WHAT YOU ARE ASKED TO DO
Reproduce everything from the line containing "point: cumulus cloud" down to the end of the entries, updated so that "cumulus cloud" becomes "storm cloud" and nothing else changes.

(Part of a data file)
▬▬▬▬▬▬▬▬▬▬

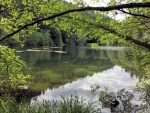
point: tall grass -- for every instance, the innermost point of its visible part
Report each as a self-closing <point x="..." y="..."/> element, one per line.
<point x="72" y="104"/>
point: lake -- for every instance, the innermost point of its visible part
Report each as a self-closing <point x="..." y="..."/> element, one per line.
<point x="75" y="69"/>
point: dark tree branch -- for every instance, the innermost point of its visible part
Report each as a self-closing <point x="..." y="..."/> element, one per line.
<point x="133" y="14"/>
<point x="110" y="8"/>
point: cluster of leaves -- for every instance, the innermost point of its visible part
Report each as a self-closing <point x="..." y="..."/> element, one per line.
<point x="12" y="69"/>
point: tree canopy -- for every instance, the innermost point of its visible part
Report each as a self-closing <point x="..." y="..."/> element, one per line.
<point x="20" y="18"/>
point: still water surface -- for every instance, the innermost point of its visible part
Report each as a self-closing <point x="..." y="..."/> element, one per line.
<point x="72" y="69"/>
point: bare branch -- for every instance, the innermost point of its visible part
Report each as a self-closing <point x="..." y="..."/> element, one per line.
<point x="110" y="8"/>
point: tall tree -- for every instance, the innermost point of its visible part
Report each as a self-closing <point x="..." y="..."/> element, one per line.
<point x="65" y="16"/>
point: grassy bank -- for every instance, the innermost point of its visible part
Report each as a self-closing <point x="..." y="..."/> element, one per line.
<point x="72" y="104"/>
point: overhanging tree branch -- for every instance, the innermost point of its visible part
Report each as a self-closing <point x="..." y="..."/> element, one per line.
<point x="133" y="14"/>
<point x="109" y="8"/>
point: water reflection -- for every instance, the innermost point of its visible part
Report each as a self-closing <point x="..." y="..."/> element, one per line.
<point x="115" y="78"/>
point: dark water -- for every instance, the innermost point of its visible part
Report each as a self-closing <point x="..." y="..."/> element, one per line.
<point x="72" y="69"/>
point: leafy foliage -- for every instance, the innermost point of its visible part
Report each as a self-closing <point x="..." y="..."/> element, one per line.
<point x="12" y="68"/>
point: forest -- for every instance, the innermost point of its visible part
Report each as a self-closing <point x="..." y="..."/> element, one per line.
<point x="56" y="23"/>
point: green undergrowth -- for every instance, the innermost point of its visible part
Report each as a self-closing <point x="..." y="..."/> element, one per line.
<point x="72" y="104"/>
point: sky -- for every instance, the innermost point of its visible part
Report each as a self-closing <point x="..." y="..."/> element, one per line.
<point x="101" y="3"/>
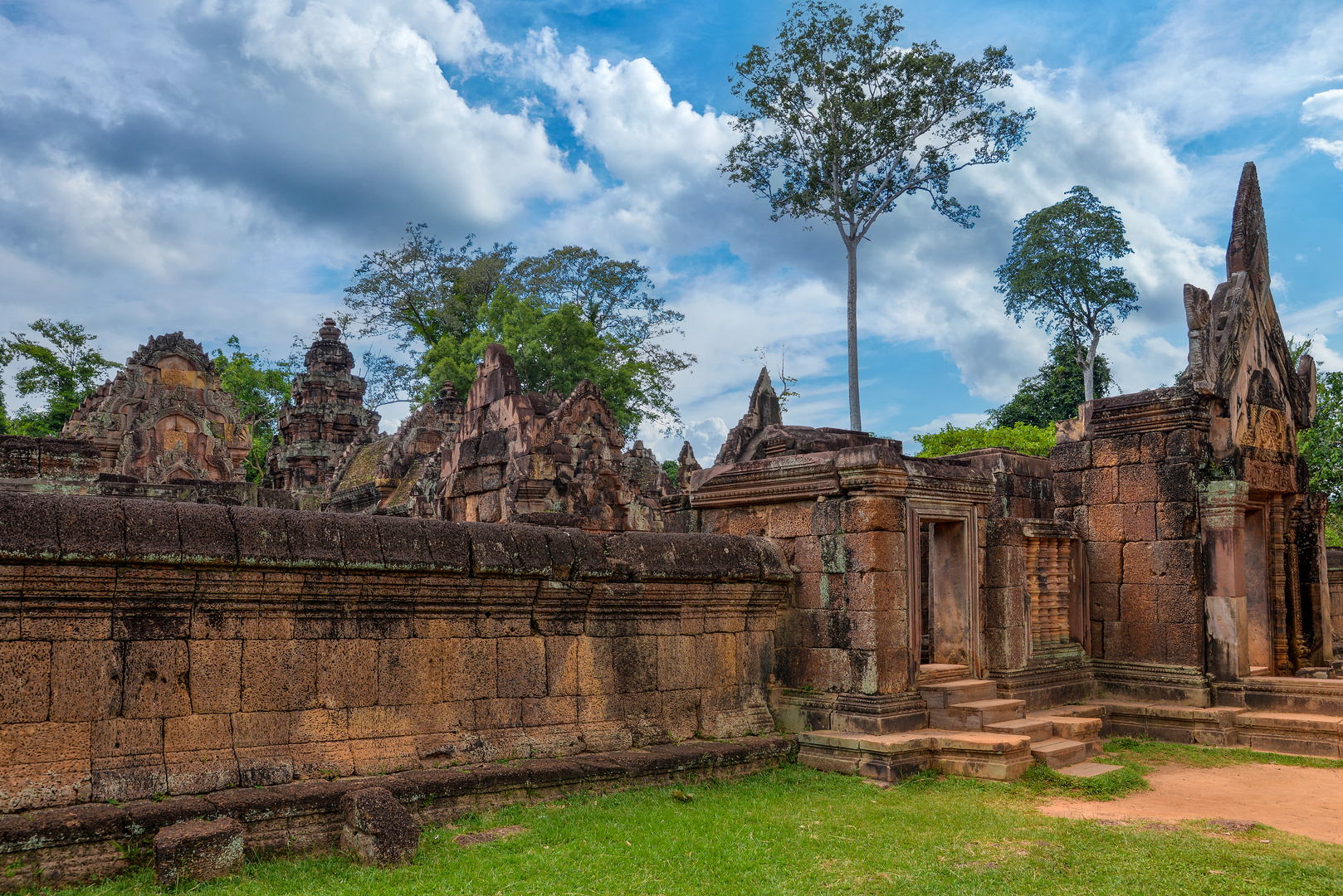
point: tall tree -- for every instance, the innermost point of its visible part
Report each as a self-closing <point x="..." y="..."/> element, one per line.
<point x="615" y="299"/>
<point x="1054" y="392"/>
<point x="552" y="349"/>
<point x="65" y="371"/>
<point x="840" y="124"/>
<point x="260" y="388"/>
<point x="1057" y="271"/>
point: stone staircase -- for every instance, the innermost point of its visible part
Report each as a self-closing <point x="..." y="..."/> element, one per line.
<point x="970" y="733"/>
<point x="1060" y="737"/>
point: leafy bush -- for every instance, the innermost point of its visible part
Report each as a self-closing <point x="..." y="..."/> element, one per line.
<point x="1019" y="437"/>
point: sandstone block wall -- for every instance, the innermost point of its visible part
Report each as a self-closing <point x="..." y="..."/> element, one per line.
<point x="847" y="629"/>
<point x="1135" y="504"/>
<point x="151" y="648"/>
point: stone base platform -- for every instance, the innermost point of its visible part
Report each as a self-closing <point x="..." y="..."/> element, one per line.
<point x="1299" y="733"/>
<point x="61" y="846"/>
<point x="897" y="755"/>
<point x="801" y="711"/>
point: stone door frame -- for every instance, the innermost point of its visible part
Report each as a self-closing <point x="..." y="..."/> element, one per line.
<point x="931" y="511"/>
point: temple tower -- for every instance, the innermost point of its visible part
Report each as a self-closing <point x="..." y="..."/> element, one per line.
<point x="326" y="412"/>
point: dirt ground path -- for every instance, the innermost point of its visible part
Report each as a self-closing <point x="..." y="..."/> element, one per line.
<point x="1301" y="801"/>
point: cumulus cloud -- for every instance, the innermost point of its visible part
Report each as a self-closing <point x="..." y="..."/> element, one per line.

▬▬▬▬▬▬▬▬▬▬

PROBLEM SOLUTION
point: storm cloud -- for every instance, the innermost point of its visible part
Report each as a self-closing <point x="..." y="..."/> element, one per line.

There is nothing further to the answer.